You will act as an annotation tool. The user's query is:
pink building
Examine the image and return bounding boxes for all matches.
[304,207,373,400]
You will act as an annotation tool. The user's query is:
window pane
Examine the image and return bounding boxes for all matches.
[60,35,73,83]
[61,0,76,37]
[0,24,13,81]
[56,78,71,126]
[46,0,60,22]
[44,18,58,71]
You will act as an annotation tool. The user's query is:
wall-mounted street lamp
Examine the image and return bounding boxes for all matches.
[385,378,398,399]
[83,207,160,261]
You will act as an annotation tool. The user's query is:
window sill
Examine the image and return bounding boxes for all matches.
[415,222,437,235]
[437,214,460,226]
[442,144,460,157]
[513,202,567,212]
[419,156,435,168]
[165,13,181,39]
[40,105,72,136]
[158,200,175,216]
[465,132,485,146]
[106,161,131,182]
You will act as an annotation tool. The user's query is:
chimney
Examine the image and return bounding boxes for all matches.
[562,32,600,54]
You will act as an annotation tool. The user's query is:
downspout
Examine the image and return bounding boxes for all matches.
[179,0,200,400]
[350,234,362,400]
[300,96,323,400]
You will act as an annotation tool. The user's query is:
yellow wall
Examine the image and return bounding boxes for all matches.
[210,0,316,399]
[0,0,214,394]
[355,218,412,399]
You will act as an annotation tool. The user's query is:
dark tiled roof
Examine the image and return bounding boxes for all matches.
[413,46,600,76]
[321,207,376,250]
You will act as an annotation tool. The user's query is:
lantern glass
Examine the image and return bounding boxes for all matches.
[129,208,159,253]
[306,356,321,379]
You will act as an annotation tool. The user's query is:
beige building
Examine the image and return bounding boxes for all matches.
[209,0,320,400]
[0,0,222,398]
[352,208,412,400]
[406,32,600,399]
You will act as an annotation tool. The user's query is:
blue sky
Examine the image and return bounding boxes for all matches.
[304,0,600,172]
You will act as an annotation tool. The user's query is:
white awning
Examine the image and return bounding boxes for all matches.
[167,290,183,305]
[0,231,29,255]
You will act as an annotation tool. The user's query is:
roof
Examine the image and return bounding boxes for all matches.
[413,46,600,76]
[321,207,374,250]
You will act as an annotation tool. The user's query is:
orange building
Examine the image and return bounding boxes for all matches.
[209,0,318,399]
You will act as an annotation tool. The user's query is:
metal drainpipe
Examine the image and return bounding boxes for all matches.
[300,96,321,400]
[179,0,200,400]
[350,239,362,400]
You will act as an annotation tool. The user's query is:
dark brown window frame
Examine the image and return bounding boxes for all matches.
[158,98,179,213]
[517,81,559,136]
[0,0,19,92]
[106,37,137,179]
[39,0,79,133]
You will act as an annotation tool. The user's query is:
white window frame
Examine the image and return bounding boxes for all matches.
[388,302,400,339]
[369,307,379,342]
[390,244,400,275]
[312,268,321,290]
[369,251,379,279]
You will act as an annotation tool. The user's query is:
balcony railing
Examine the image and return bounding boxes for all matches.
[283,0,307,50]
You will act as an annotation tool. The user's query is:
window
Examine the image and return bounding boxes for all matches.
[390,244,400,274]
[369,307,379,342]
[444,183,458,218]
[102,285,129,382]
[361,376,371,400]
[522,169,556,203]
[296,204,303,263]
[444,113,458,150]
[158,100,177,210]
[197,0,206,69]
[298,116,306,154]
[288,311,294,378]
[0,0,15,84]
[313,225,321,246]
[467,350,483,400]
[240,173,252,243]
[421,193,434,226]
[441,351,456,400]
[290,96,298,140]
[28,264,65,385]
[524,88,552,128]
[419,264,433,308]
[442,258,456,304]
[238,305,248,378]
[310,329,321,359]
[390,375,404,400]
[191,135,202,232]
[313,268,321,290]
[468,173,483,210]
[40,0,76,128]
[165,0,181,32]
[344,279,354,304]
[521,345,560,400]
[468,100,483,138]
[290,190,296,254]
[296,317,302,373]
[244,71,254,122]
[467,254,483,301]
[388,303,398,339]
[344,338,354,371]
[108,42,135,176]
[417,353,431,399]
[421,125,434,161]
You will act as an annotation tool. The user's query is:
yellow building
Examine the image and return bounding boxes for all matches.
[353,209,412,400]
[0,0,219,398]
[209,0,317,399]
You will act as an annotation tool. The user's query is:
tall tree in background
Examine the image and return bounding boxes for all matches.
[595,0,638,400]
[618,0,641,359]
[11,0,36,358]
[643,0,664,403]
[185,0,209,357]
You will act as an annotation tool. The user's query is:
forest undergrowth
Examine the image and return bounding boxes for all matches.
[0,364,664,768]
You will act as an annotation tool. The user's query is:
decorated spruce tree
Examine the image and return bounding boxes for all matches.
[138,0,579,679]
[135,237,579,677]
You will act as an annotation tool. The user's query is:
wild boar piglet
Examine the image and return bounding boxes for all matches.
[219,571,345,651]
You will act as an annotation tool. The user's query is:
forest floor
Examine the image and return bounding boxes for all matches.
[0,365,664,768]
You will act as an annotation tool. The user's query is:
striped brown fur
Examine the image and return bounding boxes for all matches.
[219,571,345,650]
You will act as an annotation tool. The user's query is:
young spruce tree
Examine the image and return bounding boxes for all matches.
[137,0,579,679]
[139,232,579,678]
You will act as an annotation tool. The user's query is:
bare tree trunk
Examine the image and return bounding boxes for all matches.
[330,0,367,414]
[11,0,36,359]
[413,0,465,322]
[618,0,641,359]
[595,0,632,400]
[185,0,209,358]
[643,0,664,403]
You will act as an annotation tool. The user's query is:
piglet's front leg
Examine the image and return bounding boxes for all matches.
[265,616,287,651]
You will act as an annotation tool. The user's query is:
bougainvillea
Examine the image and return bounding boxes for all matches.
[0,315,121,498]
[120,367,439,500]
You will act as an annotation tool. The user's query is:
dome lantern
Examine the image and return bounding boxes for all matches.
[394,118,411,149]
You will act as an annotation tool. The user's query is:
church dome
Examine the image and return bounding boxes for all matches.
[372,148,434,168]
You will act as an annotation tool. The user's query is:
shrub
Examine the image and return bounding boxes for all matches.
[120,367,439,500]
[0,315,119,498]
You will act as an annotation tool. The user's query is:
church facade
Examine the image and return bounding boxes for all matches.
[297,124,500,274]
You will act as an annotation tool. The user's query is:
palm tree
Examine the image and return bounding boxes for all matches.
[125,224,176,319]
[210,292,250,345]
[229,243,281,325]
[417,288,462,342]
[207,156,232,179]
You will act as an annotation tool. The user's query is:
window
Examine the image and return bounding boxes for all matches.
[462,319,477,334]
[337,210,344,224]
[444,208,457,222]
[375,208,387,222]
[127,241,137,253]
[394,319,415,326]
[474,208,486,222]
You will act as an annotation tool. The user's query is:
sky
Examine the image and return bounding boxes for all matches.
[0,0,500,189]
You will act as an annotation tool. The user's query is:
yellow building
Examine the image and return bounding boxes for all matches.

### Written problem
Rewrite everything from the start of the listing down to the line containing "[83,207,160,261]", changing "pink" to "salmon" and keeping all other text as it is.

### Written answer
You will act as an annotation tool. The user's query is:
salmon building
Examine the image and return bounding boxes for all matches.
[304,207,373,400]
You will act as an annotation tool. The user's query is:
window pane
Examine the image and return bounding boxes for all matches.
[60,35,73,83]
[61,0,76,37]
[0,24,13,81]
[56,78,71,126]
[46,0,60,22]
[44,18,58,71]
You will act as an annotation tool. The user's query is:
wall-mounted street lamp
Examine the image and return bounding boxes for all matches.
[385,378,398,399]
[83,207,160,261]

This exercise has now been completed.